_GIVEN INSTRUCTION_
Include in the output the line containing "of the potted" and each subsequent line of the records, through the end, transcribed exactly. Add nothing else.

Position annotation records
_ _ _ _ _ _ _

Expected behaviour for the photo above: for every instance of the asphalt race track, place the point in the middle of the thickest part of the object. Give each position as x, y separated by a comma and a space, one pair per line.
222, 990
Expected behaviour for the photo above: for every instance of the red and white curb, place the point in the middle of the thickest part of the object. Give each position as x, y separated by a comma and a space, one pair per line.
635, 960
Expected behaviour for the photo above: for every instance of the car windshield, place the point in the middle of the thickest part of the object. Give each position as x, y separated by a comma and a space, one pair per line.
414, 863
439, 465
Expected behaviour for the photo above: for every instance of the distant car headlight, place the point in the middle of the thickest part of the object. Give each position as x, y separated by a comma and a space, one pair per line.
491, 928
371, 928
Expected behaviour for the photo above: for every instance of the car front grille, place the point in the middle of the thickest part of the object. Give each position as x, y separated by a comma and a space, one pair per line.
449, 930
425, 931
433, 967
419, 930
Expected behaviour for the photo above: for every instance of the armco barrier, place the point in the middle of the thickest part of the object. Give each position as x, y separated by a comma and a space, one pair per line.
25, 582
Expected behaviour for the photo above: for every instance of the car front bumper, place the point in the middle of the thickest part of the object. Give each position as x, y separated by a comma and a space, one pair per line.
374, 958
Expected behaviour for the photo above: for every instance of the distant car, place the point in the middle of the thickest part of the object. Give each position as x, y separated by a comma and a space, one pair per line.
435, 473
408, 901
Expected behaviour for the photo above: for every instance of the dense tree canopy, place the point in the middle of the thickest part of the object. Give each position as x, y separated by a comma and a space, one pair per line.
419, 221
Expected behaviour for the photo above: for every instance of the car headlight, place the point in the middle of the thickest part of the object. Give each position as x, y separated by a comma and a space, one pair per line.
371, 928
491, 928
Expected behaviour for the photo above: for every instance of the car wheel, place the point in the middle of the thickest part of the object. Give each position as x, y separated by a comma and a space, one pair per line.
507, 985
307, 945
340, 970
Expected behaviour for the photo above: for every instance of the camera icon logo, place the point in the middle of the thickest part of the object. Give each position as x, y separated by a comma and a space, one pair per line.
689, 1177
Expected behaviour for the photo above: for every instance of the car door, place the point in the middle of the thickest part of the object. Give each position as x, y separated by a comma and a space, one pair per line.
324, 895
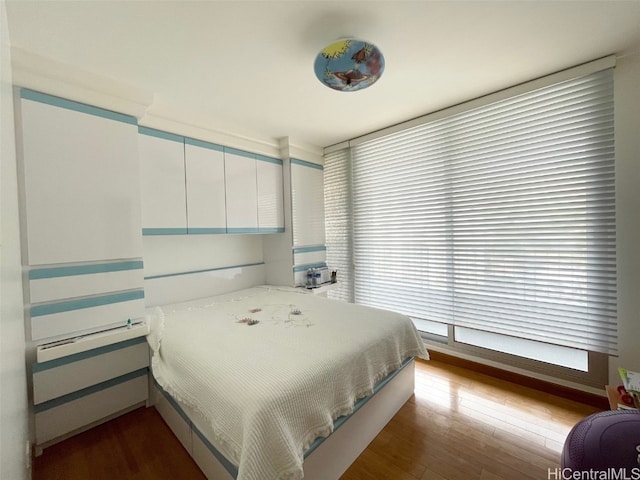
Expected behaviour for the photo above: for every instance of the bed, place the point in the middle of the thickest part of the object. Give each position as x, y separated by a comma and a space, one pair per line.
261, 383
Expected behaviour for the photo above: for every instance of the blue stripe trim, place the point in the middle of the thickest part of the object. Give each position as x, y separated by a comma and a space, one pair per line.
152, 132
170, 399
243, 230
242, 153
228, 466
264, 158
56, 402
90, 302
54, 272
358, 405
76, 106
203, 144
76, 357
309, 249
208, 230
307, 266
164, 231
204, 271
304, 163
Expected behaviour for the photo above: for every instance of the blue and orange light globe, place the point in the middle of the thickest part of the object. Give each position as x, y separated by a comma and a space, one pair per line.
349, 65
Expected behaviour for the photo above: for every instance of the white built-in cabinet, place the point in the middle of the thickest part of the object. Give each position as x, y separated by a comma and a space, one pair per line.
162, 170
206, 203
195, 187
307, 213
81, 182
307, 191
270, 195
82, 260
242, 192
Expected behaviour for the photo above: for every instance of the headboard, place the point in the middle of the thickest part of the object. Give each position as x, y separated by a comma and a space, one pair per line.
181, 287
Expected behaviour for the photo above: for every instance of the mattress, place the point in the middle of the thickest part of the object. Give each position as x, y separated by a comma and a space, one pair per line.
270, 369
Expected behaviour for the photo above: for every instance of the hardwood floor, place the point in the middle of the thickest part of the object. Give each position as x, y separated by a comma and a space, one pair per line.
458, 425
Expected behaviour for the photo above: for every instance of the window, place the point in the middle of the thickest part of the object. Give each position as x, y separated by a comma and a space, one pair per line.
498, 219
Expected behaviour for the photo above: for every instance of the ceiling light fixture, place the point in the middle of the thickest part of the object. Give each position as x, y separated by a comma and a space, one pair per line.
349, 65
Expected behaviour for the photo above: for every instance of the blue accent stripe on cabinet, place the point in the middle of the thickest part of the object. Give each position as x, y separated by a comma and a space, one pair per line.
56, 402
309, 249
54, 272
203, 271
164, 231
304, 163
242, 153
70, 305
206, 230
264, 158
59, 362
76, 106
152, 132
302, 268
203, 144
243, 230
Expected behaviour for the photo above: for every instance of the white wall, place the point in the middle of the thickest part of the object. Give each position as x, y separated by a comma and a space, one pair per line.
627, 137
14, 430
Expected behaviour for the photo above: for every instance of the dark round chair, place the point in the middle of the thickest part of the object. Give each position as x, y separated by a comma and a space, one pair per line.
604, 440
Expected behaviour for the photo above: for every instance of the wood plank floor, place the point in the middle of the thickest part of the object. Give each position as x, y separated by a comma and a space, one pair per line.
458, 425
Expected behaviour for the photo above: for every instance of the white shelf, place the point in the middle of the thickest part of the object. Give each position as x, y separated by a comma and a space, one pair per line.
322, 288
83, 343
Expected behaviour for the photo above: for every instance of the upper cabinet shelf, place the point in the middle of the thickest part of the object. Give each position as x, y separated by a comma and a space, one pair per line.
195, 187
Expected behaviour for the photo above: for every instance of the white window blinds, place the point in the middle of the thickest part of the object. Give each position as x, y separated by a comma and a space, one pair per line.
500, 218
337, 204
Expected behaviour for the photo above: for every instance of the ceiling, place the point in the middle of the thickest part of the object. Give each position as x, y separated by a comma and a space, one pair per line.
247, 67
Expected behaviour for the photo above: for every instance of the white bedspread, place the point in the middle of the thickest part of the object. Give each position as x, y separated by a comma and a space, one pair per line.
269, 389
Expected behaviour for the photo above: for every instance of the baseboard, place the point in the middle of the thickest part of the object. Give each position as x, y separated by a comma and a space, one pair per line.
519, 379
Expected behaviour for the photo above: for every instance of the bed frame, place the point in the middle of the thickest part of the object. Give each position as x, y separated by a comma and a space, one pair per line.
327, 459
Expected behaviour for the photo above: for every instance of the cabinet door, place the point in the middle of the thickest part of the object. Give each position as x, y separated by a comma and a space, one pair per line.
164, 208
81, 182
307, 198
206, 206
270, 195
241, 192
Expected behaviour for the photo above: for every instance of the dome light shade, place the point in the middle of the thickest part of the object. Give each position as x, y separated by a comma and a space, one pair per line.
349, 65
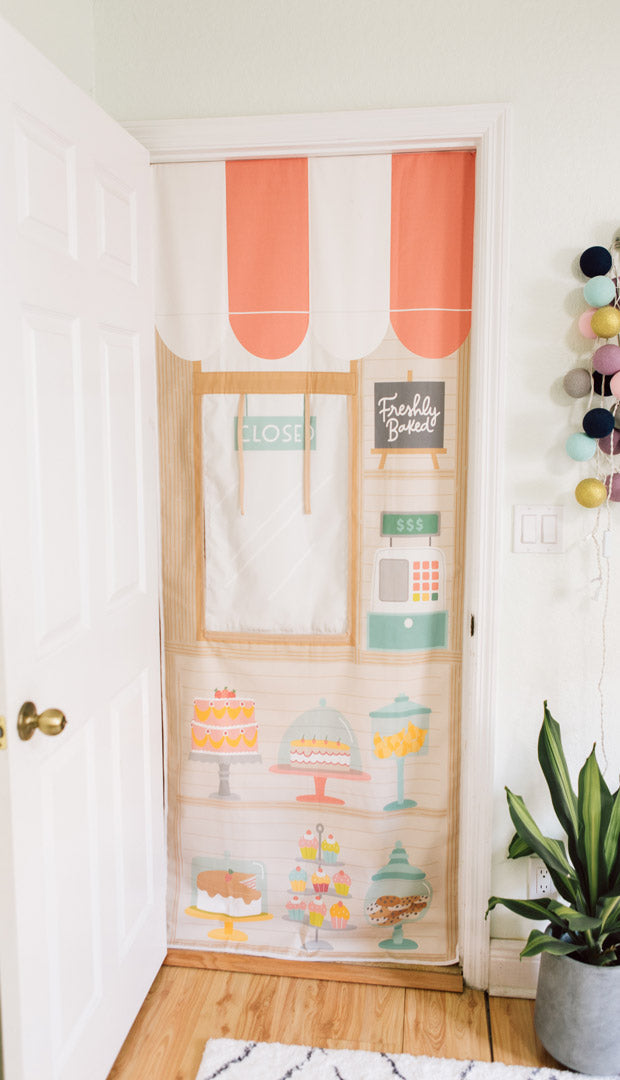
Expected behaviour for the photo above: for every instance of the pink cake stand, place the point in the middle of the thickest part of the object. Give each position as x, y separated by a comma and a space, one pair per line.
321, 777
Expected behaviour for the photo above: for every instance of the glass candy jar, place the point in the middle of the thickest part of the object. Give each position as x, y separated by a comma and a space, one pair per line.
399, 893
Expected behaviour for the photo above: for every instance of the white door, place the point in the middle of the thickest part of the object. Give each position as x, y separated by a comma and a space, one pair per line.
81, 812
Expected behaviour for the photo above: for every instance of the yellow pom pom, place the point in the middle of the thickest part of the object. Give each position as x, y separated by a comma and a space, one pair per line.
591, 493
606, 322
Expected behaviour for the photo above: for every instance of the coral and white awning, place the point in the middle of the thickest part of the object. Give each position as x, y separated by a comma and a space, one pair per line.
300, 264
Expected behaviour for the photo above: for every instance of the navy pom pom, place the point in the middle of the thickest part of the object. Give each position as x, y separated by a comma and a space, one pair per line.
595, 260
598, 422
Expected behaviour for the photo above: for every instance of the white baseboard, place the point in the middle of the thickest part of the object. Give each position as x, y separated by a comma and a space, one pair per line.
509, 976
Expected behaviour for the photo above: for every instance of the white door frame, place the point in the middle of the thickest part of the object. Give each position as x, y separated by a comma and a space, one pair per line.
486, 129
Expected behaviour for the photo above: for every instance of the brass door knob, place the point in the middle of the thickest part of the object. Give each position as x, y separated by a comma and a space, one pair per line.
51, 723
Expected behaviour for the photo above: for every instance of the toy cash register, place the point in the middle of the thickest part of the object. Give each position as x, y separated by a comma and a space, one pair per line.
407, 606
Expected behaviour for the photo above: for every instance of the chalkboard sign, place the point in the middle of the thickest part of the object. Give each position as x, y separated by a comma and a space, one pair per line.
409, 415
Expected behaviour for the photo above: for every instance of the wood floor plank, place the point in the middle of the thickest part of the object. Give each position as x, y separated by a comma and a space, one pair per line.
446, 1025
513, 1035
270, 1009
186, 1007
161, 1030
382, 974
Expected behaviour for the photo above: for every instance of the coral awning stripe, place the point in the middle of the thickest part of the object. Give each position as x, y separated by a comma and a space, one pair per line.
432, 250
268, 254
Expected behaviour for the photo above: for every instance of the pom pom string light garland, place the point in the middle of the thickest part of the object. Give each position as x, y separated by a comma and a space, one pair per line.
601, 488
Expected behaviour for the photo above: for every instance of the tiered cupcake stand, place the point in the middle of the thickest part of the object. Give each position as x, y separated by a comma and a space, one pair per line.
318, 942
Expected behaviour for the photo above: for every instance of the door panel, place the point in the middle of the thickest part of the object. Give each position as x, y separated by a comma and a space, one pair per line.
82, 922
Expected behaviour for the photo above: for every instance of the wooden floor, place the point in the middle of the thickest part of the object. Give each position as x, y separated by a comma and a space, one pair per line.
186, 1007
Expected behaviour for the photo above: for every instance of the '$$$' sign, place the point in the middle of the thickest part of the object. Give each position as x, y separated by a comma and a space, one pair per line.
409, 525
421, 525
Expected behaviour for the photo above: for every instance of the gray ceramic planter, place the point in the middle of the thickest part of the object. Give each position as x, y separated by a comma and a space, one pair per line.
577, 1014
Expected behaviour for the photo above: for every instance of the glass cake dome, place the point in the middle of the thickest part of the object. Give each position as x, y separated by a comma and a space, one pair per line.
318, 731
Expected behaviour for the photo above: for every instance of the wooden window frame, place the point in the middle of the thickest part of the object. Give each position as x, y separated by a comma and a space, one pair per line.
340, 383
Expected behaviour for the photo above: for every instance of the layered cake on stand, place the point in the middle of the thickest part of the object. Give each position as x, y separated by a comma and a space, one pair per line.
321, 744
224, 731
228, 890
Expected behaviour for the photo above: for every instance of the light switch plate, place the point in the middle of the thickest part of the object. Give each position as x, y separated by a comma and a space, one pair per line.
538, 529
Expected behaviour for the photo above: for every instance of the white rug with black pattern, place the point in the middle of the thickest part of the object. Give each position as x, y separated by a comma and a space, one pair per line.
234, 1060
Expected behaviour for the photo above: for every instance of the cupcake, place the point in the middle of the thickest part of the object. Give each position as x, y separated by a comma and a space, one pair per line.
298, 878
339, 915
317, 912
329, 848
308, 845
320, 880
341, 882
296, 907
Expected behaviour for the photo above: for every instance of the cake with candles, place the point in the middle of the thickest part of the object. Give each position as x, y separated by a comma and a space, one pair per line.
313, 753
224, 727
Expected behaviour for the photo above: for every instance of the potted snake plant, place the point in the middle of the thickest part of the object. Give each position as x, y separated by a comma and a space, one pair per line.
577, 1014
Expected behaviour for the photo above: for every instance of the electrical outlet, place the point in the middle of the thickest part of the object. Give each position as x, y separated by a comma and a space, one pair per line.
539, 882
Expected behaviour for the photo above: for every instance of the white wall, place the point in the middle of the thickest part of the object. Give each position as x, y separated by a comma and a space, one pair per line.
554, 63
62, 30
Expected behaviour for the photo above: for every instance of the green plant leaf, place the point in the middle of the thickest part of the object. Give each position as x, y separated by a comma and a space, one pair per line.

_ _ _ _ _ _ _

_RESULT BELOW_
Expected behaviour for the photo above: for every instance of the potted snake plant, place the point in the middle of the thickest part of the object. Give each position as x, y separated by a comma and a space, one pair per line.
577, 1014
Expected behaviour for the photo above: for every instance of the electrical outlet, place the point in the middle of the thickest part of the object. Give each position as x, y separated by a comma and a space, one pair per line.
539, 882
Expected behaviour for the photo above: for every instance of the white wall, place the point in the middle of the thickest part of the object. Give each position as x, y separated by a comma and a space, one pair per line.
554, 63
62, 30
Expected behaviour for the photo above: for every instance of the green plant leaf, place the point in the middle of the thickest part of the object. Give each position as x, y separated by a comma and a space, one pair per line.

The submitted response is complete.